- Problem to work on -
Copy all of the data below, line for line and character for character.

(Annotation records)
BEGIN

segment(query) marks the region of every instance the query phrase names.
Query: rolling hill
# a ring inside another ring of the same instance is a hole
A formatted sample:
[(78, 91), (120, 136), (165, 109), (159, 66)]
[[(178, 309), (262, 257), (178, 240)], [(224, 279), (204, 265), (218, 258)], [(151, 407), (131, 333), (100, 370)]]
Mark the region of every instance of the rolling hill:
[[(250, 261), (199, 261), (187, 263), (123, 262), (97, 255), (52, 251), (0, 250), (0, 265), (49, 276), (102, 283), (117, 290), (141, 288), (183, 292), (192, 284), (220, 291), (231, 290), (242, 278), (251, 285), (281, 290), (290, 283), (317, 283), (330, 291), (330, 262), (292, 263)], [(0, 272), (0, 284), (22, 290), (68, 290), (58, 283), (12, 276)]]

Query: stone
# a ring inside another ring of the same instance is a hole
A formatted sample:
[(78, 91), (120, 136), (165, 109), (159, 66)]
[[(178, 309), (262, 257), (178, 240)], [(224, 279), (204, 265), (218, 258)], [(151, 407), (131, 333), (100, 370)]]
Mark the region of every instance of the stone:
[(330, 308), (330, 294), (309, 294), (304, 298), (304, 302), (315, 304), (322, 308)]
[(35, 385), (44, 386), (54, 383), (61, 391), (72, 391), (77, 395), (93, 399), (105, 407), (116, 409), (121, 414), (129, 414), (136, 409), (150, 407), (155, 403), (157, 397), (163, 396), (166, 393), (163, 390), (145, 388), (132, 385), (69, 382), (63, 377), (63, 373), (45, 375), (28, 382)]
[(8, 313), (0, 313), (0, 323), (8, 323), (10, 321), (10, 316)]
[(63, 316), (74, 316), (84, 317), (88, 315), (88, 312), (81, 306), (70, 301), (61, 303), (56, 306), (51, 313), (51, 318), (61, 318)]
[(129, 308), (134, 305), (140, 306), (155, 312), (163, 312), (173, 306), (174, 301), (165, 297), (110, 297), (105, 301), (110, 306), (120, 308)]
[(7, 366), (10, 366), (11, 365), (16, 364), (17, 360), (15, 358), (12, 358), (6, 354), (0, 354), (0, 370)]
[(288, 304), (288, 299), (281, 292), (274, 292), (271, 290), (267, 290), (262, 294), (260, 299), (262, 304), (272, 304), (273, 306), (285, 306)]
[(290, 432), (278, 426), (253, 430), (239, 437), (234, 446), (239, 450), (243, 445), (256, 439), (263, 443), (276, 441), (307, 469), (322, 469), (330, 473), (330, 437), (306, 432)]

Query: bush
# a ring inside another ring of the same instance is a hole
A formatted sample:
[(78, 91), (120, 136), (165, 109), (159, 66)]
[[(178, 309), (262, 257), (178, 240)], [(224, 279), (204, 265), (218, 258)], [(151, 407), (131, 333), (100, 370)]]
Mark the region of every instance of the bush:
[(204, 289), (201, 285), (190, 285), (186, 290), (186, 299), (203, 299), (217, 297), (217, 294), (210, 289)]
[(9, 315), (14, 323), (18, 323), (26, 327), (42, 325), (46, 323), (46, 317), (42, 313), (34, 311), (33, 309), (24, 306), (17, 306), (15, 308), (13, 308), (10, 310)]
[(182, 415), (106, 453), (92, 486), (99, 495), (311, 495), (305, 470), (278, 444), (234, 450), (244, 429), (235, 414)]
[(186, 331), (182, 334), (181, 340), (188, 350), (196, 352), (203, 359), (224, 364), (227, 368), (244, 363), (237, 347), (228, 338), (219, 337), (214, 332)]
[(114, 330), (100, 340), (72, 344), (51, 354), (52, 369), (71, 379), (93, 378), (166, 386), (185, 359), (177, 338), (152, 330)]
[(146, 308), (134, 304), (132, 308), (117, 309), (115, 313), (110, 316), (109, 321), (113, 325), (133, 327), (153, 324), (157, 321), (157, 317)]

END

- Answer below -
segment(query) marks the region of every instance the query phrase names.
Query: rolling hill
# a ring inside another ring of the same instance is a hole
A formatted sample:
[(78, 91), (120, 136), (165, 109), (159, 66)]
[[(178, 309), (262, 257), (178, 240)], [(224, 279), (204, 265), (218, 258)], [(151, 407), (131, 333), (100, 370)]]
Mark the region of every instance of the rolling hill:
[[(250, 261), (199, 261), (187, 263), (123, 262), (97, 255), (52, 251), (0, 250), (0, 265), (49, 276), (102, 283), (117, 290), (141, 288), (183, 292), (192, 284), (220, 291), (231, 290), (242, 278), (251, 285), (281, 290), (290, 283), (317, 283), (330, 291), (330, 262), (292, 263)], [(0, 272), (0, 284), (22, 290), (68, 290), (58, 283), (12, 276)]]

Query: stone
# a ring inside another ring of the same instance is a hole
A formatted sample:
[(78, 91), (120, 136), (165, 109), (159, 66)]
[[(178, 309), (262, 257), (178, 240)], [(224, 279), (204, 265), (218, 258)], [(151, 407), (131, 333), (100, 370)]]
Mark the region of every instance of the stone:
[(330, 308), (330, 294), (309, 294), (304, 298), (304, 302), (315, 304), (322, 308)]
[(35, 385), (44, 386), (54, 383), (61, 391), (72, 391), (77, 395), (93, 399), (105, 407), (116, 409), (121, 414), (129, 414), (136, 409), (150, 407), (155, 403), (157, 397), (163, 396), (166, 393), (163, 390), (145, 388), (132, 385), (69, 382), (63, 377), (63, 373), (45, 375), (28, 382)]
[(8, 313), (0, 313), (0, 323), (8, 323), (10, 321), (10, 316)]
[(63, 316), (74, 316), (84, 317), (88, 315), (88, 312), (81, 306), (70, 301), (61, 303), (56, 306), (51, 313), (51, 318), (61, 318)]
[(129, 308), (134, 305), (140, 306), (155, 312), (163, 312), (173, 306), (174, 301), (165, 297), (110, 297), (105, 301), (110, 306), (120, 308)]
[(7, 366), (10, 366), (11, 365), (16, 364), (17, 360), (15, 358), (12, 358), (6, 354), (0, 354), (0, 370)]
[(288, 304), (288, 299), (281, 292), (274, 292), (271, 290), (267, 290), (262, 294), (260, 299), (262, 304), (272, 304), (273, 306), (285, 306)]
[(290, 432), (278, 426), (253, 430), (239, 437), (234, 446), (239, 450), (243, 445), (256, 439), (263, 443), (276, 441), (307, 469), (322, 469), (330, 473), (330, 437), (306, 432)]

Query: bush
# a ring inside another ring of the same instance is a hole
A formatted sample:
[(78, 91), (120, 136), (165, 109), (159, 66)]
[[(178, 309), (262, 257), (178, 240)], [(224, 279), (204, 265), (218, 258)], [(151, 407), (131, 333), (100, 370)]]
Mark the region of every instance of the bush:
[(204, 289), (201, 285), (190, 285), (186, 290), (186, 299), (203, 299), (217, 297), (217, 294), (210, 289)]
[(9, 315), (14, 323), (18, 323), (26, 327), (42, 325), (46, 323), (46, 317), (42, 313), (34, 311), (33, 309), (24, 306), (17, 306), (15, 308), (13, 308), (10, 310)]
[(182, 415), (106, 453), (92, 486), (99, 495), (311, 495), (305, 470), (278, 444), (234, 450), (244, 429), (235, 414)]
[(186, 331), (182, 334), (181, 340), (188, 350), (196, 352), (203, 359), (224, 364), (227, 368), (244, 363), (237, 347), (228, 338), (219, 337), (214, 332)]
[(114, 330), (100, 340), (72, 344), (51, 354), (52, 369), (71, 379), (93, 378), (166, 386), (185, 359), (177, 338), (152, 330)]
[(146, 308), (134, 304), (132, 308), (117, 309), (115, 313), (110, 316), (109, 321), (113, 325), (133, 327), (153, 324), (157, 321), (157, 317)]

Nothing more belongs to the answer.